[Exercise requirements]:
A) Check each statement against the limit proof and answer yes or no for each, quoting the words of the text that decide it: (i) The solution says its scratchwork is started in an unusual way. (ii) One step of the solution adds one to each term of an inequality. (iii) The solution divides the inequality by epsilon.
B) Write out again the part of the limit proof that opens with the words containing "Multiplying the inequality" and closes with "write the proof.", swapping "proof" for "argument".

[Source]:
Problem 6. Using the definition of a limit, show that ${\displaystyle {\displaystyle \lim _{x\rightarrow 1}{\sqrt {x}}=1}}$.

Solution. We have ${\displaystyle f(x)={\sqrt {x}},\ L=1}$  and ${\displaystyle c=1}$. We start our scratchwork as usual, assuming ${\displaystyle |f(x)-L|<\epsilon }$. Then we have

${\displaystyle {\begin{array}{cccrcl}&&&|{\sqrt {x}}-1|&<&{\displaystyle \epsilon }\\\\\Rightarrow &&&|{\sqrt {x}}+1|\cdot |{\sqrt {x}}-1&<&|{\sqrt {x}}+1|\cdot \epsilon \\\\\Rightarrow &&&|x-1|&<&|{\sqrt {x}}+1|\cdot \epsilon .\end{array}}}$

Similar to the quadratic examples, we can set an initial ${\displaystyle \delta =1.}$ Then

${\displaystyle -\delta \,=\,-1\,<\,x-1\,<\,1\,=\,\delta ,}$

and adding one to each term we find

${\displaystyle 0\,<\,x\,<\,2.}$

This, in turn, means that

${\displaystyle 1\,<\,{\sqrt {x}}+1\,<\,{\sqrt {2}}+1.}$

Multiplying the inequality by ${\displaystyle \epsilon }$, we have

${\displaystyle \epsilon \,<\,|{\sqrt {x}}+1|\,<\,\left({\sqrt {2}}+1\right)\epsilon \qquad {\mbox{while}}\qquad {\frac {\epsilon }{{\sqrt {2}}+1}}\,<\,{\frac {\epsilon }{|{\sqrt {x}}+1|}}\,<\,{\frac {\epsilon }{1}}.}$

for all ${\displaystyle x}$ satisfying ${\displaystyle |x-1|<1=\delta }$. This gives us our ${\displaystyle \delta }$, and we can write the proof.

[Data]:
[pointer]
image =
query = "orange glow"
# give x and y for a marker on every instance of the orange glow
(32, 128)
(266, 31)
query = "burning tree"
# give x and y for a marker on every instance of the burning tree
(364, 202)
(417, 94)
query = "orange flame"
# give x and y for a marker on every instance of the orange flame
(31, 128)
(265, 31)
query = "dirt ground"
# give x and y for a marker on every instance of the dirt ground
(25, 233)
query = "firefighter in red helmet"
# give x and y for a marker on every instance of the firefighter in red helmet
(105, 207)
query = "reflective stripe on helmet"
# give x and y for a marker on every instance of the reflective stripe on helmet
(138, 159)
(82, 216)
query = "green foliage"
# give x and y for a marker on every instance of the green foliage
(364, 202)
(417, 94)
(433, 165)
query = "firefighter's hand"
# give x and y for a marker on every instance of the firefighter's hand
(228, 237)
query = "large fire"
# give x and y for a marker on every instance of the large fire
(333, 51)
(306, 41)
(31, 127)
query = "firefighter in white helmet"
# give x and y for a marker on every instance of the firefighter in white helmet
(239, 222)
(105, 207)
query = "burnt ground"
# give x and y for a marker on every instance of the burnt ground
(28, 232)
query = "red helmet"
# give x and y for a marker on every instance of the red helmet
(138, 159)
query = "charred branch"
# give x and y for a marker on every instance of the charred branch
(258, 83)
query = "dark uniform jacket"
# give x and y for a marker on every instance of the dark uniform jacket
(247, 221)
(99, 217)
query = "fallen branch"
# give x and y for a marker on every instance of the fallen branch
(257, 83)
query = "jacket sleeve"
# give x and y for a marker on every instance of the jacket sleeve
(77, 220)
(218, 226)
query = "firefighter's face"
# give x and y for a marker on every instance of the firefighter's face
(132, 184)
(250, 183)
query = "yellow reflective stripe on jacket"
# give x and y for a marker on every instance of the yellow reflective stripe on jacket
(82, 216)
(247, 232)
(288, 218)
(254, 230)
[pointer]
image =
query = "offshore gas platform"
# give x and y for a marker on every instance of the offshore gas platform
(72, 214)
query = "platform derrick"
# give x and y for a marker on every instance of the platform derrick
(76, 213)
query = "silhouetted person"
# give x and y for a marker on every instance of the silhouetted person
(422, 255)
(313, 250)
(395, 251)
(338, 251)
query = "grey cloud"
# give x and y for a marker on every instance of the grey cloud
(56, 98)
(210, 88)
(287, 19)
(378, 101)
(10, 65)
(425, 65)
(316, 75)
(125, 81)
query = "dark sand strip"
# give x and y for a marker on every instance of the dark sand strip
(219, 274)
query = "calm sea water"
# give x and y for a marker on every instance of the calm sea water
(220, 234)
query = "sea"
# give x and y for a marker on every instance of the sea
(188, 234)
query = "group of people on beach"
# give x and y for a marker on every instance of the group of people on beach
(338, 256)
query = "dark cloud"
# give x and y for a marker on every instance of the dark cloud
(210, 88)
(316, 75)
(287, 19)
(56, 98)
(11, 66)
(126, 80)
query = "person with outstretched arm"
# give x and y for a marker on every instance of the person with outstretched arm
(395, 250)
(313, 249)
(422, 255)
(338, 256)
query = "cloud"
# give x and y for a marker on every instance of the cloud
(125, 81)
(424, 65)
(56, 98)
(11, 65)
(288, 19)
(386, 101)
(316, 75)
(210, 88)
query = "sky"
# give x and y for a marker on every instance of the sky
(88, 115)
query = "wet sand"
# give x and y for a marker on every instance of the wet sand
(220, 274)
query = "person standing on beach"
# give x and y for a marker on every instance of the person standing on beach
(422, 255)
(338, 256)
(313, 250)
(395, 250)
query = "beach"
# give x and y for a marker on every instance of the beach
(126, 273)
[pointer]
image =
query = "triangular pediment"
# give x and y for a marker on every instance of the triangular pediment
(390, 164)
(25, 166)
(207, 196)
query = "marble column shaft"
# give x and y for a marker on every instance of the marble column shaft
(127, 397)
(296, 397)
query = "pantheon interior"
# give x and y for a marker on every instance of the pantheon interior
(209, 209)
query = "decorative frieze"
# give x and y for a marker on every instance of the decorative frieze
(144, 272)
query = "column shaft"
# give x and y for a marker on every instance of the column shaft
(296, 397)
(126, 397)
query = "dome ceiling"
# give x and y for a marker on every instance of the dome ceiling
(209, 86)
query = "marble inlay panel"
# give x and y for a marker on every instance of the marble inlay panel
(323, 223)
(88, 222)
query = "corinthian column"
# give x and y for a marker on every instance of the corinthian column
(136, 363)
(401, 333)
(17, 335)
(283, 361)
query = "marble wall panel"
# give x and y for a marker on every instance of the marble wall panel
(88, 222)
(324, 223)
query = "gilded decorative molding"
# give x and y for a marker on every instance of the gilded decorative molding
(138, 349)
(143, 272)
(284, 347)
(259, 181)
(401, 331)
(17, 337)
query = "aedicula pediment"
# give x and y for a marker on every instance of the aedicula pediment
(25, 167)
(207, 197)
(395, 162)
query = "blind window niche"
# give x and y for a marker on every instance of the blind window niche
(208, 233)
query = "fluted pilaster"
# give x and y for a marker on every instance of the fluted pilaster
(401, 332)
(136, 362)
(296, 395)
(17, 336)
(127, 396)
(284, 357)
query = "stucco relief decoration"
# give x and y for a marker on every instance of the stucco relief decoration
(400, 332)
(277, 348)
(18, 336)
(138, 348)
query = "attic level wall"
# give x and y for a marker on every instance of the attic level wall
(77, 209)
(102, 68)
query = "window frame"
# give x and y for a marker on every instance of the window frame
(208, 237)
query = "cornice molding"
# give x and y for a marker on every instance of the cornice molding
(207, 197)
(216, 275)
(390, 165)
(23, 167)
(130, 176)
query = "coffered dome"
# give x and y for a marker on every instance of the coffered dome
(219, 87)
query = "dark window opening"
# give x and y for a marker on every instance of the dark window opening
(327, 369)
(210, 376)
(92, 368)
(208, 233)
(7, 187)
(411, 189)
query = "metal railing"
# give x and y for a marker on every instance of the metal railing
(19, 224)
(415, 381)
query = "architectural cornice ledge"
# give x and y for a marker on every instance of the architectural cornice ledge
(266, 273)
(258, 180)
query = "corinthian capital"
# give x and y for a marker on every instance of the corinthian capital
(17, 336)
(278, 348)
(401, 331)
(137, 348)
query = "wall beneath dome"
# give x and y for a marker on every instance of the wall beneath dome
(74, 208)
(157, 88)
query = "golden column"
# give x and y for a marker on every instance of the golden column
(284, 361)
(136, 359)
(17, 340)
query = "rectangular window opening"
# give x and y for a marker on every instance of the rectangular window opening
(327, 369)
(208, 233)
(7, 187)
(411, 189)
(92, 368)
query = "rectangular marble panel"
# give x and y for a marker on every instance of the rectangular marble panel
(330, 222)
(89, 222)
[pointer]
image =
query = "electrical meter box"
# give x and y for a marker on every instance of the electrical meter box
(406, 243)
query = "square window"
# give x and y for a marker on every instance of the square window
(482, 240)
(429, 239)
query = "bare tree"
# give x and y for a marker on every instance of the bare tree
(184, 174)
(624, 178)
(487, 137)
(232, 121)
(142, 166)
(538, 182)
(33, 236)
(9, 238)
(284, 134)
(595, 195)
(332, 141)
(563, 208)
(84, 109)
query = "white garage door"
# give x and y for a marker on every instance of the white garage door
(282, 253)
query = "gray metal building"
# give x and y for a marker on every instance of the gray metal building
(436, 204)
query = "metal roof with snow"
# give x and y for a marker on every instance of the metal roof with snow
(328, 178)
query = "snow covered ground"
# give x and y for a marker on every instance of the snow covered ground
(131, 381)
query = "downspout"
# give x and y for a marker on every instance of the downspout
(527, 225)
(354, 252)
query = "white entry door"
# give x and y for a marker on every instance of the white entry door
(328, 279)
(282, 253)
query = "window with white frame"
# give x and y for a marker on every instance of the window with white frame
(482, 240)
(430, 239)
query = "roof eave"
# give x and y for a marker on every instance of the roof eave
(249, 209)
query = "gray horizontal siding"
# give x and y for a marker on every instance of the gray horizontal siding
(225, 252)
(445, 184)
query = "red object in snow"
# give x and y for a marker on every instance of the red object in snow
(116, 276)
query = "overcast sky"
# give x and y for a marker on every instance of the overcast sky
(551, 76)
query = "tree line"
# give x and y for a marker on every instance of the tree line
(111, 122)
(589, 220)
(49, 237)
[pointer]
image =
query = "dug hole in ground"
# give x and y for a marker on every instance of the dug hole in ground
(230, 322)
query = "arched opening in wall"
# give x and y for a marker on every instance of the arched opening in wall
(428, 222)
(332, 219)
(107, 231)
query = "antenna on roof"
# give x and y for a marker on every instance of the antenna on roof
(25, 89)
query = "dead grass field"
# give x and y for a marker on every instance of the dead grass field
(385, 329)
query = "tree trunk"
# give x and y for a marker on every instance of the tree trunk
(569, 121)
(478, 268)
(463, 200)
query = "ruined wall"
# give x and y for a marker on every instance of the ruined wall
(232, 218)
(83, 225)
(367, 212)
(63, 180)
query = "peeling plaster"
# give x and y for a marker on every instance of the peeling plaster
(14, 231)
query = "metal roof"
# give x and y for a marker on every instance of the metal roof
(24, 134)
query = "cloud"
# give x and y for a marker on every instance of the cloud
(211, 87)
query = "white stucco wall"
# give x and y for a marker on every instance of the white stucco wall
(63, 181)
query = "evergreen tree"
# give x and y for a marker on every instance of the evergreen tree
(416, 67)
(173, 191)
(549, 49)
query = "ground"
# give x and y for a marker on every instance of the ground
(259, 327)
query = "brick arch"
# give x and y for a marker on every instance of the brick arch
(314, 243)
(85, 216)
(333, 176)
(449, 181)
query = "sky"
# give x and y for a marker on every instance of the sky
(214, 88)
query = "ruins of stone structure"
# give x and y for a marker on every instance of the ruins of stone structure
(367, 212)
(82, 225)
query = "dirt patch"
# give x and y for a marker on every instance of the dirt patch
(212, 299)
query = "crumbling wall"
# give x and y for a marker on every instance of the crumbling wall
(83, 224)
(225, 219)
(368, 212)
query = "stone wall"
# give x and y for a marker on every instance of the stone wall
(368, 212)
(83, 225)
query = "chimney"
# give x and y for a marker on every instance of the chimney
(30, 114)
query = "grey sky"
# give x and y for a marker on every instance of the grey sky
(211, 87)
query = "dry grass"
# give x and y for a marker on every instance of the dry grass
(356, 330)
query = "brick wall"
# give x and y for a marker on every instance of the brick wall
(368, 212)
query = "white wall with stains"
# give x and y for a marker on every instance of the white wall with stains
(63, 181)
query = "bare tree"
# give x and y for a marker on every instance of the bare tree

[Task results]:
A)
(i) No: "We start our scratchwork as usual"
(ii) Yes: "and adding one to each term we find"
(iii) No: "Multiplying the inequality by"

B)
Multiplying the inequality by ${\displaystyle \epsilon }$, we have

${\displaystyle \epsilon \,<\,|{\sqrt {x}}+1|\,<\,\left({\sqrt {2}}+1\right)\epsilon \qquad {\mbox{while}}\qquad {\frac {\epsilon }{{\sqrt {2}}+1}}\,<\,{\frac {\epsilon }{|{\sqrt {x}}+1|}}\,<\,{\frac {\epsilon }{1}}.}$

for all ${\displaystyle x}$ satisfying ${\displaystyle |x-1|<1=\delta }$. This gives us our ${\displaystyle \delta }$, and we can write the argument.